Your experience is what you make it. Speak up, volunteer for the assignments you want, pitch your passion projects and get to work! No one is a mind-reader, so you’ve got to speak your mind and carve out the path you want. Chances are, it exists, you just have to ask for it.
Do the stuff that scares you. There’s opportunity that will surprise you in saying yes to the unfamiliar, the most challenging, and in making the most unpopular choice. I feel like this is a lesson I’m still learning, but I’m finding more ways to get out of my comfort zone and to say yes to the stuff that challenges what I know and what I have always done. That doesn’t mean that you should ignore your instincts, but don’t shy away from the stuff that makes you grow.
With the current pandemic situation, fashion was one of the industries that were hit the hardest. Small businesses like Bastet Noir on the other hand that produce custom-made and made-to-order pieces have become more relevant. From your extensive experience working in the fashion industry, we’re curious to know what do you think about this type of production model? Do you think the pandemic will influence the way we produce clothes and maybe change the entire production cycle in the fashion industry or are we far from seeing that happening?

• [SUPPLIED RECORDS]:
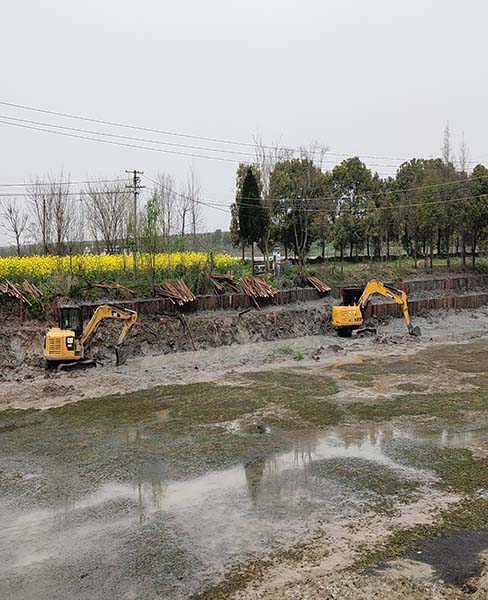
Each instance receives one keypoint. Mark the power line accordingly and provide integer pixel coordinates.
(84, 137)
(159, 142)
(127, 137)
(382, 193)
(217, 206)
(192, 136)
(37, 183)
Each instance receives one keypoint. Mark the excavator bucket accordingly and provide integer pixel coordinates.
(120, 356)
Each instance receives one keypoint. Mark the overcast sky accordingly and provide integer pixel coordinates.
(379, 78)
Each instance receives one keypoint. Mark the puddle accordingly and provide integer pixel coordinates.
(137, 531)
(454, 559)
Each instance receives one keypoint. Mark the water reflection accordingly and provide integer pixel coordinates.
(210, 521)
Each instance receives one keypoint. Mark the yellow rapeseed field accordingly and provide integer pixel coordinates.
(92, 266)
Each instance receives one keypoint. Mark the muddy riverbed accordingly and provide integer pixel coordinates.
(307, 468)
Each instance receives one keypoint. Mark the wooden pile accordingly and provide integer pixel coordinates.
(176, 291)
(219, 281)
(256, 288)
(319, 285)
(19, 290)
(111, 285)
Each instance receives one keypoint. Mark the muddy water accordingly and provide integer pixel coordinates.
(120, 506)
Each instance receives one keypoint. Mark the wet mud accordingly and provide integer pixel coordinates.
(270, 472)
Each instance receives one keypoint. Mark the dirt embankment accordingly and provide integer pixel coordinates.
(22, 343)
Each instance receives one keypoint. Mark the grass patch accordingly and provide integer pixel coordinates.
(467, 515)
(365, 475)
(457, 468)
(442, 405)
(302, 393)
(411, 387)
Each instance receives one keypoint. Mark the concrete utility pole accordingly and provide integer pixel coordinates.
(135, 187)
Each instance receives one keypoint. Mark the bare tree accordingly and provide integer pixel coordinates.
(13, 221)
(164, 191)
(62, 213)
(52, 212)
(183, 210)
(107, 209)
(40, 207)
(266, 158)
(193, 193)
(446, 147)
(463, 159)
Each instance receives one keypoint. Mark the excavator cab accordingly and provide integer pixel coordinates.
(70, 318)
(349, 315)
(66, 346)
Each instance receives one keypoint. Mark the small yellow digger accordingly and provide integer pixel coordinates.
(65, 346)
(349, 316)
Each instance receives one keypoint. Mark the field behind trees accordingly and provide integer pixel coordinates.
(430, 207)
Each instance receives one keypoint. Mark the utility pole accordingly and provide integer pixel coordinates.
(135, 187)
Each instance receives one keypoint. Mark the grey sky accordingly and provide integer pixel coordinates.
(380, 77)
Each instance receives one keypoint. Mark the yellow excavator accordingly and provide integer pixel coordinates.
(350, 315)
(66, 346)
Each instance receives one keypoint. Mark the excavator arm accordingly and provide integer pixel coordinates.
(399, 296)
(106, 311)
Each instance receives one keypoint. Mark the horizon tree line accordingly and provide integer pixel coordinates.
(429, 207)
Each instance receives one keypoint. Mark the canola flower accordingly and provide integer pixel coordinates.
(92, 266)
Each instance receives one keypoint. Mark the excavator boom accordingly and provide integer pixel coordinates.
(346, 318)
(62, 344)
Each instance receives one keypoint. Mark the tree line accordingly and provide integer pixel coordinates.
(430, 207)
(56, 218)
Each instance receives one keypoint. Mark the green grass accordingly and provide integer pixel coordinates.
(467, 515)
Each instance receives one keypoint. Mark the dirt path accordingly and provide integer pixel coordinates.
(322, 468)
(31, 387)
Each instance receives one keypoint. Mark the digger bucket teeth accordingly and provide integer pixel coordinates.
(120, 356)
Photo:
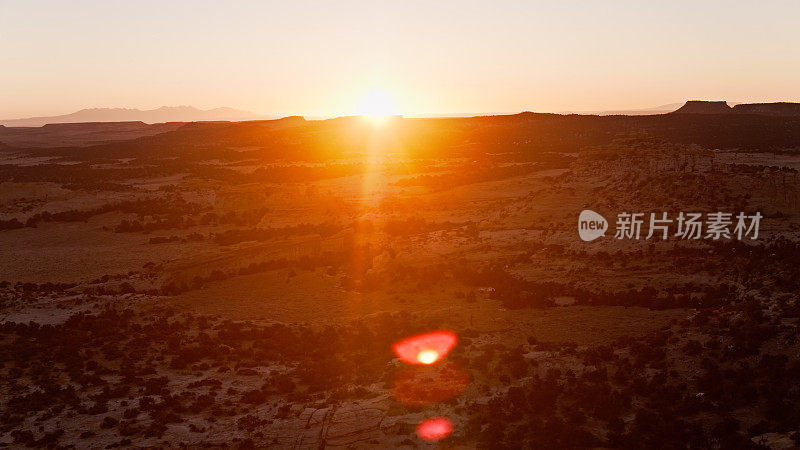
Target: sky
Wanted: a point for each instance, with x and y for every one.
(323, 58)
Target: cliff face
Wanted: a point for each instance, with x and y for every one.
(764, 109)
(704, 107)
(770, 109)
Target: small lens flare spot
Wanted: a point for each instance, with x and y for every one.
(428, 356)
(425, 348)
(435, 429)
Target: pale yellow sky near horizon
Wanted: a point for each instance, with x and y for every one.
(322, 58)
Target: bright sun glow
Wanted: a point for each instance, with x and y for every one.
(428, 356)
(378, 105)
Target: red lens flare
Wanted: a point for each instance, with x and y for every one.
(425, 348)
(435, 429)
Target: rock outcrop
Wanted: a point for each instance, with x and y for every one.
(720, 107)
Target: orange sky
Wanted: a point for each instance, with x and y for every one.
(322, 58)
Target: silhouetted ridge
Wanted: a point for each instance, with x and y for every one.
(704, 107)
(771, 109)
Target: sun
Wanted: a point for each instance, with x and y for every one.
(377, 105)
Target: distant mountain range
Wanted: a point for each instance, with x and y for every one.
(722, 107)
(663, 109)
(159, 115)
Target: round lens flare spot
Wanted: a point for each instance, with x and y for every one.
(435, 429)
(428, 356)
(425, 348)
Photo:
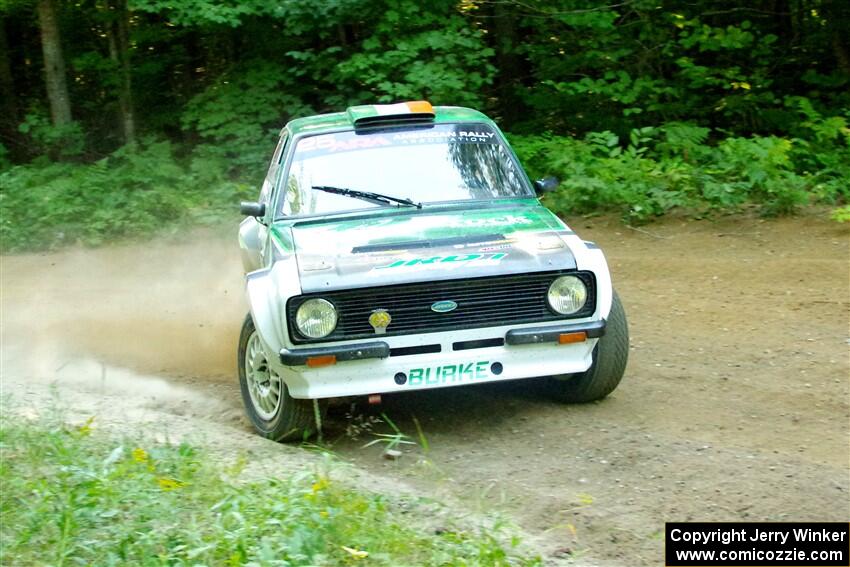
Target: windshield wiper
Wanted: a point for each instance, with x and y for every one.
(367, 196)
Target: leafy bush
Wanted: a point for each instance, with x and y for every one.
(135, 191)
(239, 116)
(71, 495)
(58, 142)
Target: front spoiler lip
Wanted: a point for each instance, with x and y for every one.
(380, 349)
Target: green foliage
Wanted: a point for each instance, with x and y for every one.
(71, 495)
(841, 214)
(672, 167)
(135, 191)
(438, 58)
(59, 142)
(241, 114)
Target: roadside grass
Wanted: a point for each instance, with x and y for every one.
(72, 495)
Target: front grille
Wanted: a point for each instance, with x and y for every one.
(481, 302)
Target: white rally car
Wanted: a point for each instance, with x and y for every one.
(403, 247)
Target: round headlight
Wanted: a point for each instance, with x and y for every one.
(567, 295)
(316, 318)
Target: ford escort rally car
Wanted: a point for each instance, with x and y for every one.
(402, 247)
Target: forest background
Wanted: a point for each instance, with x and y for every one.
(123, 118)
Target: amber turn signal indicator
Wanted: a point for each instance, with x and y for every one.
(324, 360)
(570, 338)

• [QUESTIONS TO ANSWER]:
1. In the fashion interview, what kind of pieces does Bastet Noir produce?
2. Go on with the fashion interview from its last line.
You can leave the rows aside.

• [ANSWERS BY ITEM]:
1. Custom-made and made-to-order pieces.

2.
The pandemic is causing a total and necessary rewiring of the industry. I think the way consumers think about their wardrobes is going to drive a lot of the change — that and designers who are finally responding to the tireless demand that’s been placed on them to work at break-neck speed to keep up with the fashion calendar. I think it will be interesting to see what the lasting consumer response is, but it does definitely feel like we’re seeing a change in more mindful consumption, thoughtful shopping, and finally vetting the brands we purchase from. I hope that means the production cycle will change overall and the emphasis will be on quality goods, ethical conditions and fair wages for workers, DTC brands, and sustainability.
Apart from supporting our community of women single parents, this year we’ve established a special fund for them where our customers donate to support the growth of their businesses. What are the initiatives closest to your heart that are both educational and beneficial and are worth supporting during these challenging times?
I have always been inspired by the work of Tipping Point here in the Bay Area. They fund organizations that work directly with the homeless to offer both immediate relief around crises, and to support long term change through education, housing, and employment. I’ve been incredibly fortunate to hear from some of the individuals who have, through Tipping Point’s portfolio companies and nonprofits, transitioned out of poverty, and I’ve been profoundly moved by their stories. When we’re all facing a crisis, the homeless are the most vulnerable. We have to do what we can to help the people who don’t have the resources to care for themselves.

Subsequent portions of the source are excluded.